# Work task
Everything from the line containing "Where can you see the person in background?" through the last line of the data below should be given again exactly, both end lines included and nothing more.

=======

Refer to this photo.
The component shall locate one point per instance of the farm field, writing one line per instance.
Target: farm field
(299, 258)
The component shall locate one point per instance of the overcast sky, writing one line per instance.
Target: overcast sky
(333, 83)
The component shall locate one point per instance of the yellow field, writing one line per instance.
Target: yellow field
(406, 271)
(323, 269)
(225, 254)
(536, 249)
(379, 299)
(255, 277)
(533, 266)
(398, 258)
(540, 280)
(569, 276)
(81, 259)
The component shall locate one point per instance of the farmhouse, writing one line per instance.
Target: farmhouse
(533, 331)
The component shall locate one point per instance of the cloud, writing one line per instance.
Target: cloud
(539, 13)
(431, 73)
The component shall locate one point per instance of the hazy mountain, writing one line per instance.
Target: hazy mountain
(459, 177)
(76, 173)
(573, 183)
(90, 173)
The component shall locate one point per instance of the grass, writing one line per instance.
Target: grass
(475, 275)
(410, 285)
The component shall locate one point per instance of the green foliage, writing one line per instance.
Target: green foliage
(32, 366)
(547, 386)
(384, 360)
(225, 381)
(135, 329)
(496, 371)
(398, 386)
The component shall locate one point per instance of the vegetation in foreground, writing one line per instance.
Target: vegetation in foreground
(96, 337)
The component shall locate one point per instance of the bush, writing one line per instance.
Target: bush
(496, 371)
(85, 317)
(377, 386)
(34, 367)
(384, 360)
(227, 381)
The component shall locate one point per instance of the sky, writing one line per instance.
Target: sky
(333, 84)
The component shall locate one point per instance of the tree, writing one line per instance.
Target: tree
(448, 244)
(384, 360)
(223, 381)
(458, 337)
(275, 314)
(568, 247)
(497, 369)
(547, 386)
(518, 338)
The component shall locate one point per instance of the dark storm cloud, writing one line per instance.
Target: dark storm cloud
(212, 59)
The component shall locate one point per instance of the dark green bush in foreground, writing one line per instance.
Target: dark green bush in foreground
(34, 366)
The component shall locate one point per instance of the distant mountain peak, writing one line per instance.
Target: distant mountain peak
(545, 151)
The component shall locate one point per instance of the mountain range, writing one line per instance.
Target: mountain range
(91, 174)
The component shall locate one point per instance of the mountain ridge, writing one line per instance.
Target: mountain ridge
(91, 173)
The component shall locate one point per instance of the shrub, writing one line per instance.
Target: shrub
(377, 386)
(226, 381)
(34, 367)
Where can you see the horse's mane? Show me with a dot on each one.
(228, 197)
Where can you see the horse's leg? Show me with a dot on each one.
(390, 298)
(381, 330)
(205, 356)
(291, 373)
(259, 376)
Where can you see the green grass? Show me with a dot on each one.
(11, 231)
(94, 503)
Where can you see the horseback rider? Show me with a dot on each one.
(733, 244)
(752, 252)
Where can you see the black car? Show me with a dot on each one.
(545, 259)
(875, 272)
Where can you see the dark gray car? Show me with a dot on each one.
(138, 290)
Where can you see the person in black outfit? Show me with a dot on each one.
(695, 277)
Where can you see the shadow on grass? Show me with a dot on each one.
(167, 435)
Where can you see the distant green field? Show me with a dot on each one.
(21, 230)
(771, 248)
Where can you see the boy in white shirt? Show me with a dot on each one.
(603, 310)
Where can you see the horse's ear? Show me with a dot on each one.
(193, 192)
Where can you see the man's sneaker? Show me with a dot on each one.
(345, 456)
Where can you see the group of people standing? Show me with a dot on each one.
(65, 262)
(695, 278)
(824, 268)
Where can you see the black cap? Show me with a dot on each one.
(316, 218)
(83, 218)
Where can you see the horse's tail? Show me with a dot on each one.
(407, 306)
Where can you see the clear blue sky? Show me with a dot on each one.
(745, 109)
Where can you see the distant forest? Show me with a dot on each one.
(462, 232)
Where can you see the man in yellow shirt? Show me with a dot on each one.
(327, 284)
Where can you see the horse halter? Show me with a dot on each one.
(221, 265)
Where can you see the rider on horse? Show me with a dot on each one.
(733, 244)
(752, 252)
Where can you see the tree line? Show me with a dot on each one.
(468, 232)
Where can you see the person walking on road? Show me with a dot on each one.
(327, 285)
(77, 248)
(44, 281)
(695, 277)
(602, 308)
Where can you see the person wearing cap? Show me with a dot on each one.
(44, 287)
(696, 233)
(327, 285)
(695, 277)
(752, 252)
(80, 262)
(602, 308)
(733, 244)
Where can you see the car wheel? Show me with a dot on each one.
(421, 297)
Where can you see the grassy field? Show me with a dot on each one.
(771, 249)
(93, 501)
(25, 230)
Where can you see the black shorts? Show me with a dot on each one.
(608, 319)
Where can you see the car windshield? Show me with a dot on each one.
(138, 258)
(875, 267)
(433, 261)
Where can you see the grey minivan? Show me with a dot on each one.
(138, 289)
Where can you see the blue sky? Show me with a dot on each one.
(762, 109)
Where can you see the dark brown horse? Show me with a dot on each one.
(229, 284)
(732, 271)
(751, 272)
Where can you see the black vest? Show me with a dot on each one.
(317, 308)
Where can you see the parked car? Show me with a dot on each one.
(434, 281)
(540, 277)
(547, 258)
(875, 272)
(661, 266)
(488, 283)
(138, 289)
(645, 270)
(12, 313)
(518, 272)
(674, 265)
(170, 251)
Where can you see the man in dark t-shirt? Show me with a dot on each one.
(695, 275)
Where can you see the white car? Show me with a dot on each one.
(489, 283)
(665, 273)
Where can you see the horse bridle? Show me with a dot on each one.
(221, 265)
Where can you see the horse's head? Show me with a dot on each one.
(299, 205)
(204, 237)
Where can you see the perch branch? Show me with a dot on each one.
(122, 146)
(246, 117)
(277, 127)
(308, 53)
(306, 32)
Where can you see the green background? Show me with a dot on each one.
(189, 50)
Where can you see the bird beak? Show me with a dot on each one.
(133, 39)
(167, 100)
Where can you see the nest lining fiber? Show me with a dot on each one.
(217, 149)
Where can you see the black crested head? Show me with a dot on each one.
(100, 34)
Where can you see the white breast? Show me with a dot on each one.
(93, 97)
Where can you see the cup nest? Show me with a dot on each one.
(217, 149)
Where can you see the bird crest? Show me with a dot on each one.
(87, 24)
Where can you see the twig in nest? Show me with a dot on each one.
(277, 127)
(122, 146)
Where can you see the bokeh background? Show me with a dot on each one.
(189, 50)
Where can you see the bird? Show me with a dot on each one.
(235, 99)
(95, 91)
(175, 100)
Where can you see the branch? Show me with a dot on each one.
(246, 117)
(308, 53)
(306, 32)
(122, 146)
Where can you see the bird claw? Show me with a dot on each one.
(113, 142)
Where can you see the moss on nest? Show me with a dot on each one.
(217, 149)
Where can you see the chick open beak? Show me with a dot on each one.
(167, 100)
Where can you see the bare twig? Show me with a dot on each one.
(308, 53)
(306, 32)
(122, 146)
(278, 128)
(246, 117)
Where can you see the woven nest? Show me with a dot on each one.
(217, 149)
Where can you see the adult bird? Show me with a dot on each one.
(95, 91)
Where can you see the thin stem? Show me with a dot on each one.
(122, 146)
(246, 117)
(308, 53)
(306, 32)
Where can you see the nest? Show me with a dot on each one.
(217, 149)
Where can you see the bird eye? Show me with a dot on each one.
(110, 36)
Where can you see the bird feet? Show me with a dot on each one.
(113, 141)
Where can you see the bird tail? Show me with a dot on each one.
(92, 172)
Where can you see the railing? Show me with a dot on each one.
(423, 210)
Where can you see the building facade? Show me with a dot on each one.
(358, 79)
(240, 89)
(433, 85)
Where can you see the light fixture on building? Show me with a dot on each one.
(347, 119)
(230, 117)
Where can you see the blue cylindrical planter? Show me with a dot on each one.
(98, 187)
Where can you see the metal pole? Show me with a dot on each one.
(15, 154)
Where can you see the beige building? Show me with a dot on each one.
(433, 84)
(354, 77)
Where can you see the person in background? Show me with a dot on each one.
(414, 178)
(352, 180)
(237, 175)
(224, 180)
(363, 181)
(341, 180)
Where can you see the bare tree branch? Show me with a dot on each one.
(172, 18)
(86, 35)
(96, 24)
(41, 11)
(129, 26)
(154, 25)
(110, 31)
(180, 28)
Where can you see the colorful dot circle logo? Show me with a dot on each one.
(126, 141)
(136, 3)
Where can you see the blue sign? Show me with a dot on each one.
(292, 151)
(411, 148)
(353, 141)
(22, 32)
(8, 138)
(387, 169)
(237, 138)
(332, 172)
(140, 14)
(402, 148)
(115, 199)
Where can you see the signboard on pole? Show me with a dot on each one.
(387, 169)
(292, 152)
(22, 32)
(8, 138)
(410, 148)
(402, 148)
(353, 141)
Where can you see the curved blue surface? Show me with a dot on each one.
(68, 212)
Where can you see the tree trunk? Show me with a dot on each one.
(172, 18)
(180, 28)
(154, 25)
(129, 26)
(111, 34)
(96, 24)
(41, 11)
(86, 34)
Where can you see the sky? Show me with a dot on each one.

=======

# Finished task
Where can you see the person in background? Show me with a dot on each one.
(414, 178)
(352, 180)
(237, 175)
(224, 180)
(363, 181)
(341, 180)
Where can you see the bare tree branch? Show me with a dot on each one.
(172, 18)
(86, 35)
(96, 24)
(41, 11)
(129, 26)
(154, 25)
(110, 31)
(180, 28)
Where can you see the colorful dot circle logo? Show me with a dot on each one.
(126, 141)
(136, 3)
Where can you see the blue sign? Show me with a dot on each one.
(292, 151)
(411, 148)
(353, 141)
(22, 32)
(8, 138)
(387, 169)
(237, 138)
(332, 172)
(140, 14)
(402, 148)
(115, 199)
Where can you see the signboard on pole? Show me with a dot on each one.
(387, 169)
(292, 152)
(22, 32)
(8, 138)
(410, 148)
(402, 148)
(353, 141)
Where can you see the curved blue surface? Show me with a dot on each one.
(68, 212)
Where can you see the tree trunk? Show me with a dot on each one.
(172, 18)
(180, 28)
(154, 25)
(129, 26)
(111, 34)
(96, 24)
(41, 11)
(86, 34)
Where can you see the sky? Show me with a dot on each one.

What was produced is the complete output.